[Region annotation entries]

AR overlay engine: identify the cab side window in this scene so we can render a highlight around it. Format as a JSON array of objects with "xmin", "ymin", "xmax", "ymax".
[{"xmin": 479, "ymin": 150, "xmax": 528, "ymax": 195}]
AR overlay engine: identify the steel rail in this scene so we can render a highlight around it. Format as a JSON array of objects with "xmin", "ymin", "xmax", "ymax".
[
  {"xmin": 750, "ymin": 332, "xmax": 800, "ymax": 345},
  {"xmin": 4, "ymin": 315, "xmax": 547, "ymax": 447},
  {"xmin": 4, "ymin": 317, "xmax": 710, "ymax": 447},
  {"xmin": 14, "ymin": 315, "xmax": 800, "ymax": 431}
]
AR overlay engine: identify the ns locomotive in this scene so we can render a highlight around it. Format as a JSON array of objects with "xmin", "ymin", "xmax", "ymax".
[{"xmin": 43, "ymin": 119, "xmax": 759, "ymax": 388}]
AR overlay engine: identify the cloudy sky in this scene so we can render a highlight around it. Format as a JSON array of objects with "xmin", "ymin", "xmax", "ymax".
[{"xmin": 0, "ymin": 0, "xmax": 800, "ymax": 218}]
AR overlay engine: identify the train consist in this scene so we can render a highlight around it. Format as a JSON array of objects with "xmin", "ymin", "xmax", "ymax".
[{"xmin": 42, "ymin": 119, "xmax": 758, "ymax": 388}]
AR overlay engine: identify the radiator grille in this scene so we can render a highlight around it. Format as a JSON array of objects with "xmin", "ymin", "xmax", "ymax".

▶ TASK PROMPT
Count the lines above that contain the string "steel", treating uppercase and lowercase as different. Reply with the number only.

▶ COMPLETED TASK
1